### Texte présenté
Inaptitude : les dernières décisions sur l'obligation de reclassement

17.10.2017

Gestion du personnel

Une série d'arrêts illustre l'étendue de l'obligation de reclassement du salarié déclaré inapte. Comment s'articulent ces solutions avec le nouveau périmètre de reclassement défini par l'ordonnance Macron n° 2017-1387 ?

L'étendue de l'obligation de reclassement en présence d'un groupe
La notion de groupe dégagée par la jurisprudence est remise en question
Jusqu’à maintenant, en l’absence de précisions légales, le périmètre du reclassement était défini par la jurisprudence : les possibilités de reclassement du salarié déclaré inapte devaient être effectuées « au sein d’entreprises qui avaient des liens étroits entre elles y compris si elles n’appartenaient pas à un groupe dès lors que leur organisation permettait la permutation du personnel » (Cass. soc., 16 mars 2016, n°14-22.765). Il suffisait que l’entreprise remplisse ce critère pour que le périmètre du reclassement soit élargi au-delà du cadre de l’entreprise.
Ainsi, lorsque l’employeur exploitait un magasin sous une enseigne et que les sociétés exerçant sous cette enseigne avaient des activités économiques étroitement imbriquées, un schéma organisationnel avec des structures communes ainsi qu’une centralisation des offres d’emploi permettant une permutation du personnel entre elles, l’employeur devait rechercher un reclassement dans l’ensemble de ces sociétés et non limiter cette recherche au magasin où était employé le salarié (Cass. soc., 27 sept. 2017, n°16-19.998).
Cette jurisprudence est remise en cause par l’ordonnance n°2017-1387 du 22 septembre 2017 qui a restreint l’obligation de reclassement aux seules entreprises d’un groupe : aujourd'hui, le groupe est défini selon les critères de l’article L. 2331-1 du code du travail sur le comité de groupe (en cas d'inaptitude non professionnelle et lorsque l'entreprise dominante est en France en cas d'inaptitude professionnelle). Ces critères reposent sur les liens capitalistiques entre une entreprise dominante et d’autres entreprises.
Il en résulte que lorsque l’entreprise n’appartient pas à un groupe au sens du comité de groupe, les recherches de reclassement se limitent désormais à l’entreprise où est affecté le salarié et ne peut plus être étendu à d’autres entreprises y compris en présence d’une permutation du personnel. Ce qui exclut a priori les réseaux de franchise, les fédérations, les associations ou les ordres professionnels qui ne répondent pas aux critères du groupe défini à l’article L. 2331-1 du code du travail. Dans ces structures, le périmètre de reclassement est limité à l’entreprise d'affectation du salarié déclaré inapte.

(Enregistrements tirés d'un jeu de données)
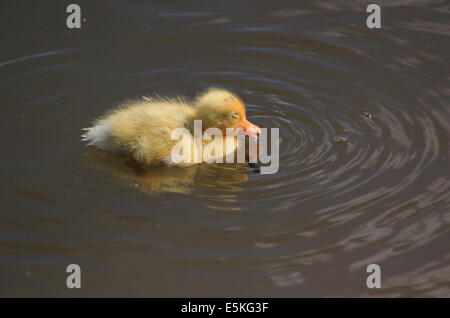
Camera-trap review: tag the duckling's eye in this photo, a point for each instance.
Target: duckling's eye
(234, 115)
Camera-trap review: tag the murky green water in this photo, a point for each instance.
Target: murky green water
(310, 68)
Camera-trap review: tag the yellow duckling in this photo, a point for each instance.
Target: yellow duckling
(143, 129)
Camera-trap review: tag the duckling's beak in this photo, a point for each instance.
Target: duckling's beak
(251, 130)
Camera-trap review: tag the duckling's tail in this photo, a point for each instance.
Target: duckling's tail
(98, 136)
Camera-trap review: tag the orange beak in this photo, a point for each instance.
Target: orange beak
(250, 129)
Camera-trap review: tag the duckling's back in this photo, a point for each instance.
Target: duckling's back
(141, 128)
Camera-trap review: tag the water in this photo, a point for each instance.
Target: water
(352, 189)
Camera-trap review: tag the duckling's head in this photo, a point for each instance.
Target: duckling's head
(222, 109)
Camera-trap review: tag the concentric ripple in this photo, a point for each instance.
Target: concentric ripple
(364, 177)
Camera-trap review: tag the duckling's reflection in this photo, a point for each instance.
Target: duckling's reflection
(158, 179)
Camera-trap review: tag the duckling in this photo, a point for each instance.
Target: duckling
(143, 128)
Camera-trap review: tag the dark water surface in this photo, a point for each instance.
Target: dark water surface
(311, 68)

### Consignes de l'exercice
• A. Modifiez l'article sur l'obligation de reclassement en le recopiant à partir des mots « L'étendue de l'obligation de reclassement en » et jusqu'aux mots « cadre de l’entreprise. » inclus, avec « mobilité du personnel » à la place de « permutation du personnel ».
• B. Répondez aux questions suivantes d'après l'article sur l'obligation de reclassement.
(i) Quel numéro porte l'ordonnance qui a restreint l'obligation de reclassement aux seules entreprises d'un groupe ?
(ii) Selon quel article du code du travail le groupe est-il désormais défini ?
(iii) Dans l'arrêt du 27 septembre 2017, dans quel cadre l'employeur devait-il rechercher un reclassement ?
• C. Reprenez la rédaction de l'article sur l'obligation de reclassement du salarié inapte à la suite de sa dernière phrase.
Les items proviennent d'une source distincte de l'article.

### Résultats attendus
• A.
L'étendue de l'obligation de reclassement en présence d'un groupe
La notion de groupe dégagée par la jurisprudence est remise en question
Jusqu’à maintenant, en l’absence de précisions légales, le périmètre du reclassement était défini par la jurisprudence : les possibilités de reclassement du salarié déclaré inapte devaient être effectuées « au sein d’entreprises qui avaient des liens étroits entre elles y compris si elles n’appartenaient pas à un groupe dès lors que leur organisation permettait la mobilité du personnel » (Cass. soc., 16 mars 2016, n°14-22.765). Il suffisait que l’entreprise remplisse ce critère pour que le périmètre du reclassement soit élargi au-delà du cadre de l’entreprise.

• B.
(i) Il s'agit de l'ordonnance n° 2017-1387 du 22 septembre 2017.
(ii) Le groupe est défini selon l'article L. 2331-1 du code du travail.
(iii) L'employeur devait chercher dans l'ensemble des sociétés exerçant sous l'enseigne, et non dans le seul magasin où le salarié était employé.

• C.
Appliqué au cas d’espèce, il ne pourra plus être reproché à l’employeur d’avoir limité ses recherches de reclassement à son magasin.
Remarque : plus précisément, les articles L. 1226-2 et L. 1226-10 du code du travail modifiés par  l’ordonnance n° 2017-1387 du 22 septembre 2017 précisent : « l’employeur… propose (au salarié) un autre emploi approprié à ses capacités, au sein de l’entreprise ou des entreprises du groupe auquel elle appartient le cas échéant, situées sur le territoire national et dont l’organisation, les activités ou le lieu d’exploitation assurent la permutation de tout ou partie du personnel... ". Ces articles précisent également la notion de groupe mais si, pour  l'article L.  1226-2 (inaptitude non professionnelle), " le groupe est défini conformément au I de l’article L. 2331-1 », pour l'article L. 1226-10 (inaptitude professionnelle), la notion de groupe est distincte selon que l 'entreprise dominante est en France ou non : " le groupe est défini, lorsque le siège social de l'entreprise dominante est situé sur le territoire français, conformément au I de l'article L. 2331-1 et, dans le cas contraire, comme constitué par l'ensemble des entreprises implantées sur le territoire français. ». Il semblerait donc, qu'en cas d'inaptitude d'origine professionnelle, si l'entreprise ne dépend pas d'une entreprise dominante située en France, la notion de groupe telle que définie par la jurisprudence pourrait continuer à s'appliquer. Cette modification du périmètre de l'obligation de reclassement est applicable pour les avis d'inaptitude notifiés depuis le 24 septembre 2017.
 
Le critère jurisprudentiel de la permutation du personnel est codifié
L’employeur doit rechercher des possibilités de reclassement parmi l’ensemble des entreprises appartenant au même groupe dont les activités, l’organisation ou le lieu d’exploitation lui permettent d’effectuer la permutation de tout ou partie du personnel. Ce critère de la permutation du personnel est utilisé depuis longtemps par la jurisprudence pour délimiter le périmètre de l’obligation de reclassement au sein d’un groupe et vient d’être confirmé (Cass. soc., 27 sept. 2017, n°15-28.605).
En l’espèce, l’employeur justifiait avoir respecté son obligation de reclassement par l’envoi de mails à 2 agences du groupe et à 3 entreprises comprises dans le secteur géographique suivi par leur réponse négative. Cela ne suffit pas pour la Cour de cassation. Les juges du fond auraient dû vérifier si l’employeur avait recherché des possibilités de reclassement parmi l’ensemble des entreprises appartenant au même groupe dont les activités, l’organisation ou le lieu d’exploitation lui permettaient d’effectuer la permutation de tout ou partie du personnel.
La solution de cette jurisprudence est retranscrite dans le code du travail par l’ordonnance n°2017-1387 du 22 septembre 2017 : « l’employeur propose (au salarié) un autre emploi approprié à ses capacités, au sein de l’entreprise ou des entreprises du groupe auquel elle appartient… et dont l’organisation, les activités ou le lieu d’exploitation assurent la permutation de tout ou partie du personnel. » (C. trav., art. L. 1226-2 et L. 1226-10 mod.)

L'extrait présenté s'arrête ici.